The only way I was able to solve the small leak above was by swapping over to using the UnpooledByteBufAllocator.DEFAULT implementation.
I didn't see a drop in the number of requests a client issues, but I did see a drop off between the number of requests a client sent and the number of requests a server has processed.
Some years ago Netty changed their default to no longer cache on non-Netty threads. https://github.com/netty/netty/commit/4797b88d89304763fd92eeff73d077effa53685e . gRPC's upgraded to that Netty in 1.48.
gRPC uses ByteBufs from many non-Netty threads for message serialization. When the application has many threads, the per-thread caches can get out of hand.
Start of relevant discussion: https://gitter.im/grpc/grpc?at=5ac698877c3a01610db0f27b User solution: https://gitter.im/grpc/grpc?at=5ac796016d7e07082bc71e0a It references: netty/netty#5930
1758 is related, as it seems allocating the per-thread cache has a noticeable cost. I thought there may be another related issue, but couldn't find it; maybe I'm thinking of that Netty one.
@jpitz had success just outright disabling caching for non-Netty threads. I'm slightly surprised that didn't cause a CPU increase, as that would seem to mean our direct buffers are no longer cached. If our benchmarks show similar behavior, then SGTM.
However, I also wonder if we should swap to heap buffers for message serialization and framing. Especially for small messages. That might hide most of the cost of removing the cache, since for larger messages the cost of direct buffer allocation is likely dwarfed by any copying.
CC @carl-mastrangelo

Given exercise A
How many lines of the records contain the word "wood"? Give only the number.
The Netty thread and the records come from unrelated sources.

Records from a dataset

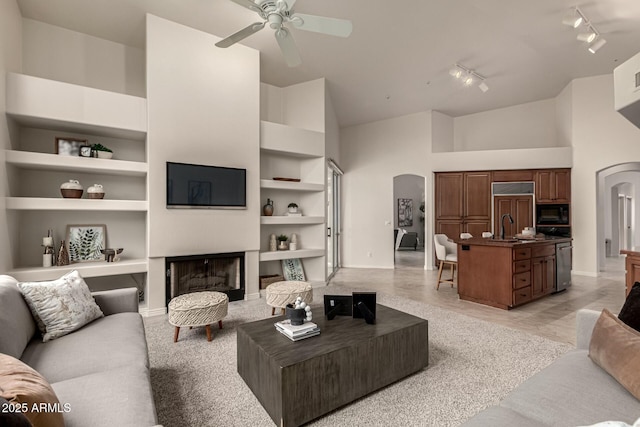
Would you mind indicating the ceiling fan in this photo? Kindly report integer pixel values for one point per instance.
(277, 13)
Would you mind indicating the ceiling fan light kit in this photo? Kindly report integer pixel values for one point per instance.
(469, 77)
(590, 34)
(278, 14)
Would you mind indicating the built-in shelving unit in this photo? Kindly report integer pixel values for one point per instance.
(295, 153)
(43, 109)
(86, 269)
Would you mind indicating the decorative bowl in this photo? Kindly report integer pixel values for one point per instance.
(71, 194)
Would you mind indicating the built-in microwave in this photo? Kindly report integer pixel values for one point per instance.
(552, 214)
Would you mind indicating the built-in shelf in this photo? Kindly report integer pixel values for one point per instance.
(61, 204)
(54, 162)
(49, 104)
(86, 269)
(291, 141)
(300, 253)
(289, 185)
(284, 220)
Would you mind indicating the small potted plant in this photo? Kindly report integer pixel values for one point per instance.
(282, 242)
(101, 151)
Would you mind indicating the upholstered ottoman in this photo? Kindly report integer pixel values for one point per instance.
(279, 294)
(198, 309)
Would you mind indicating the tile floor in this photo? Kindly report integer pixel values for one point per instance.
(552, 317)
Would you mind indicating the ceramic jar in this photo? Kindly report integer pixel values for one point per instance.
(71, 189)
(95, 192)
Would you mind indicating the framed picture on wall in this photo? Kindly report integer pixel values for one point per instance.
(405, 212)
(69, 146)
(84, 242)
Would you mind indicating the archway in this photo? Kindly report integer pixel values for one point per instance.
(617, 197)
(409, 221)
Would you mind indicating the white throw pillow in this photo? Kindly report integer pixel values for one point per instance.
(63, 305)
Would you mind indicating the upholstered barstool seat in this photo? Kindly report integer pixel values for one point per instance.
(198, 309)
(279, 294)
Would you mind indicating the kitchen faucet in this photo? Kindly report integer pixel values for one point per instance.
(502, 224)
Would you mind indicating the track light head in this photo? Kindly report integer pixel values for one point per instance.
(456, 72)
(597, 45)
(573, 18)
(588, 36)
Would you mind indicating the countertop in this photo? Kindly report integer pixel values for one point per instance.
(513, 242)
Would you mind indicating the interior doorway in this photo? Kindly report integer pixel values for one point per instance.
(617, 214)
(409, 221)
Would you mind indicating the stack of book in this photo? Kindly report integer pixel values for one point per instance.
(297, 332)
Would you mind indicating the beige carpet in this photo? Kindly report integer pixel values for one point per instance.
(473, 364)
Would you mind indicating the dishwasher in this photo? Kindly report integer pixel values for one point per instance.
(563, 266)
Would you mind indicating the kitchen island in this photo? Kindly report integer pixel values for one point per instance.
(506, 273)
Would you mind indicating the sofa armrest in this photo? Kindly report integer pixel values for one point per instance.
(585, 321)
(117, 300)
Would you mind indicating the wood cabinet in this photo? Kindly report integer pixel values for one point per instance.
(553, 186)
(521, 210)
(506, 274)
(543, 270)
(463, 203)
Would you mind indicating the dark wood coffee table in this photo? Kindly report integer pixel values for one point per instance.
(299, 381)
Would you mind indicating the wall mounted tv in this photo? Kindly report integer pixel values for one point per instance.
(202, 186)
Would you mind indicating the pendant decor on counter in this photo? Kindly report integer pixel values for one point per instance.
(267, 210)
(63, 255)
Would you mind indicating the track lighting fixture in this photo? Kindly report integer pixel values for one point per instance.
(574, 18)
(468, 77)
(590, 34)
(597, 45)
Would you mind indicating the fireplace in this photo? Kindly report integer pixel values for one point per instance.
(213, 272)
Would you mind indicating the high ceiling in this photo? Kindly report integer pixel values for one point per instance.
(397, 59)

Given exercise B
Can you duplicate the passage of the Netty thread starting with "I didn't see" and going on through "server has processed.", word for word?

Right answer A
2

Right answer B
I didn't see a drop in the number of requests a client issues, but I did see a drop off between the number of requests a client sent and the number of requests a server has processed.